#### GIVEN EXERCISE:
Retype all of the data. Every line must match exactly.

#### EXERCISE MATERIALS:

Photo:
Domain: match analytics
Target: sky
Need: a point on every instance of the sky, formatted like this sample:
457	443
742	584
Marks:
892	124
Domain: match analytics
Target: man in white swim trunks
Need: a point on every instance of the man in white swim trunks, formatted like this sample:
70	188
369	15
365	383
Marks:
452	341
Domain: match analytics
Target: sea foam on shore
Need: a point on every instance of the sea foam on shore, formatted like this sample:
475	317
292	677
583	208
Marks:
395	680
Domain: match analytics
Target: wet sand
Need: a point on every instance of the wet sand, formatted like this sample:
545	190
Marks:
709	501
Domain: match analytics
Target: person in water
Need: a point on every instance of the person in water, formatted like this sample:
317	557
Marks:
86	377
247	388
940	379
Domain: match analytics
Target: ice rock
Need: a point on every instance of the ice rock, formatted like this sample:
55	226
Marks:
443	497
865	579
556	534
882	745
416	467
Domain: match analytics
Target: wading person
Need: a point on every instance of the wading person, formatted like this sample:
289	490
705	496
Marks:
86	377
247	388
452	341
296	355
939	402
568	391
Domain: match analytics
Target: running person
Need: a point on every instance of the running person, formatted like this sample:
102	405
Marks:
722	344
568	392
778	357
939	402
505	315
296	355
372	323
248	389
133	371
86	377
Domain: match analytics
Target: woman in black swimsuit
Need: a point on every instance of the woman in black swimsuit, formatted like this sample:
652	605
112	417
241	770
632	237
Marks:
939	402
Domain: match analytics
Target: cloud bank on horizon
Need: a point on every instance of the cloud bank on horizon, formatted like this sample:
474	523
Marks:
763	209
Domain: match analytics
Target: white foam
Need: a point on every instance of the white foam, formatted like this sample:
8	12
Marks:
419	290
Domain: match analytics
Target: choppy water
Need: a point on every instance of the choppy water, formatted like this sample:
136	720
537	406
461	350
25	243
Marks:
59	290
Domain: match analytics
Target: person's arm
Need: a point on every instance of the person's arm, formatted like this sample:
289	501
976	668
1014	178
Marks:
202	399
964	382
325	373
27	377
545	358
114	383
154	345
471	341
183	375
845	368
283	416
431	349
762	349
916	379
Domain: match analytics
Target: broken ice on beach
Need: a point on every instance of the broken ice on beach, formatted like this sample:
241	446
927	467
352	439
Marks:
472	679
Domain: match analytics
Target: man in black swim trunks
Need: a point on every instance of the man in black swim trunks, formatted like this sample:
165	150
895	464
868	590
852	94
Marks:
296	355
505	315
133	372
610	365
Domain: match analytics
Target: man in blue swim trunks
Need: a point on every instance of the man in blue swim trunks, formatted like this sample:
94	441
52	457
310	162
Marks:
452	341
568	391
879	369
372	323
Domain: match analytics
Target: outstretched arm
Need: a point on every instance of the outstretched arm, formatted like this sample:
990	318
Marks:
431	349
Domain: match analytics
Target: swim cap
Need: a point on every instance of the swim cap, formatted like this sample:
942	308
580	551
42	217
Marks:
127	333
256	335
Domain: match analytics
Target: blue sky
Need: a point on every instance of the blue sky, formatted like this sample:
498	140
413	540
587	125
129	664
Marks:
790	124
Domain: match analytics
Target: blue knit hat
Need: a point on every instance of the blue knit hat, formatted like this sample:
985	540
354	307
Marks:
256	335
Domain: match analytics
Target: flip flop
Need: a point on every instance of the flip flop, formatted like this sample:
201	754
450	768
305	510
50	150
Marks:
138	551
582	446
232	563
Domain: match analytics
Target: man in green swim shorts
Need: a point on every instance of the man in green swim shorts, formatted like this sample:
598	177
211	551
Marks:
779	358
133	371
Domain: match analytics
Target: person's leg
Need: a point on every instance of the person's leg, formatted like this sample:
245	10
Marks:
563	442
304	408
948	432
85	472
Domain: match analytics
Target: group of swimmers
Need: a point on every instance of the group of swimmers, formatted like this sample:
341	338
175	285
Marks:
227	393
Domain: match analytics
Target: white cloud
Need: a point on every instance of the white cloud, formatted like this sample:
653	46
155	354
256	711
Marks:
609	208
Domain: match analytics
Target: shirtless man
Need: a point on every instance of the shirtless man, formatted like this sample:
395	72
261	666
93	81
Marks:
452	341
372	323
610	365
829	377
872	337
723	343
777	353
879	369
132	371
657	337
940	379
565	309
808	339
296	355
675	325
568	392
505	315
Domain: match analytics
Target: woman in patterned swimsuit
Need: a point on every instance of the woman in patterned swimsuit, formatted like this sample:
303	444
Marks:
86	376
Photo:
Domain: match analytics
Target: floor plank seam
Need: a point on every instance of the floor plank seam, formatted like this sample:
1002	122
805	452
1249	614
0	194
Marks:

#### THE REPLY:
Photo:
Domain: match analytics
Target: sky
Need: a point on every instance of the sky, formatted like this sample:
457	443
742	584
Marks:
892	124
Domain: match analytics
Target: man in white swim trunks
Need: a point on every instance of the man in white swim trunks, formatted like this sample:
70	188
369	15
365	383
Marks:
452	341
Domain: match analytics
Target: sea foam on shore
Need: a point on every instance of the sea foam on shore, formatted like this sample:
475	317
292	677
583	208
Marks:
395	680
Domain: match analytics
Target: wet sand
Need: a point on every instance of the wet sand, formatted like this sample:
545	190
Marks:
709	501
Domain: match analytics
Target: person in water
Need: a point on every instance of the person in water, formatted like this sample:
317	557
Marks:
86	377
247	388
940	379
Domain: match analytics
Target: ice rock
Need: a point on every instance of the ice rock, formatted like this sample:
55	226
Marks:
443	497
865	579
556	534
882	745
416	467
Domain: match analytics
Target: wading person
Need: a point on every instance of the wading person, formatted like this sample:
289	490
705	496
Marks:
86	377
247	388
452	341
296	355
939	402
568	391
Domain: match analytics
Target: running person
Need: a point on every instance of the running person, formatted like this sample:
102	405
Marks:
722	344
568	392
778	357
939	402
505	315
296	355
372	323
248	389
133	371
86	377
Domain: match analytics
Target: woman in black swimsuit
Need: a point on every instance of the woman in black swimsuit, formatted like this sample:
652	605
112	417
241	770
632	237
Marks:
939	402
Domain: match analytics
Target: cloud bank on horizon
Need: a point on every instance of the cloud bank on horizon, formatted like this sample:
474	523
Marks:
763	209
Domain: match analytics
Target: white foam
Need: a point on every instance of the white foam, formatted like this sample:
8	12
Marks:
419	290
Domain: match analytics
Target: choppy water
Need: a point on every instance of the choppy water, formatted like this sample:
136	720
537	406
461	350
25	243
Marks:
59	290
Domain: match analytics
Target: person's arm
Need: a point on every instance of the person's arm, formatted like this sample:
289	501
976	668
1014	178
Marks:
202	399
964	382
325	373
27	377
545	358
114	383
154	345
471	341
183	375
845	368
283	416
431	349
762	349
916	379
Domain: match analytics
Target: broken ice on beach
Need: a point on every instance of the broken ice on beach, formatted like this sample:
241	446
927	467
352	439
Marks:
472	679
Domain: match analytics
Target: man in black swim trunks
Need: a point on every instance of the man in black swim trunks, formatted like this sample:
165	150
895	464
868	590
852	94
Marks:
296	355
505	315
133	372
610	365
Domain: match analytics
Target: man in blue swim trunks
Need: a point on every instance of the man in blue swim trunks, formatted like this sample:
94	441
52	457
310	162
Marks:
452	341
568	391
879	369
372	323
Domain: match analytics
Target: outstretched arm
Need: a point on every instance of the outstretched arm, formatted like this sample:
990	318
Marks:
431	349
Domain: match analytics
Target: swim cap
Need: a point on every instance of the swim cap, formatted like this sample:
942	308
580	551
42	217
Marks:
127	333
256	335
Domain: match analytics
Target: blue sky
Need: a point on every instance of the blue sky, formatted like this sample:
498	140
413	540
587	125
129	664
Marks:
790	124
Domain: match analytics
Target: blue knit hat
Need: a point on every instance of the blue knit hat, formatted like this sample:
985	540
354	307
Marks:
256	335
Domain: match analytics
Target: flip flop
Need: a point on every instance of the flip flop, formatted like this sample:
201	754
450	768
305	510
50	150
Marks:
138	551
582	446
232	563
Domain: match analytics
Target: man in green swim shorts
Need: a point on every instance of the man in green swim shorts, formatted like this sample:
598	177
211	551
Marks:
779	358
133	371
Domain: match analytics
Target: person's leg
Need: a point on every instance of the person's leg, formatted like this sample:
245	10
Marks:
563	442
304	408
948	432
85	472
Domain: match analytics
Target: group of swimmers
Need: a point on every instance of the group of swimmers, formatted like this sample:
341	338
175	285
Marks:
227	393
Domain: match analytics
Target: white cloud
Need: a point on every instance of the white cloud, formatted like this sample:
653	46
155	354
256	711
Marks:
609	208
Domain: match analytics
Target: shirtless man
Need: a point on every instance of the shirtless man, formatted like this sample:
395	72
261	666
93	81
Marks:
452	341
372	323
610	365
829	377
872	337
723	343
777	353
879	369
132	371
657	337
940	379
565	309
808	339
296	355
675	325
568	392
505	315
Domain: match analytics
Target: woman in patterned swimsuit
Need: a point on every instance of the woman in patterned swimsuit, formatted like this sample:
303	444
Marks:
86	376
Photo:
Domain: match analytics
Target: floor plank seam
Need: a point on every instance of the floor plank seam, formatted like this sample:
1002	122
805	452
1249	614
0	194
Marks:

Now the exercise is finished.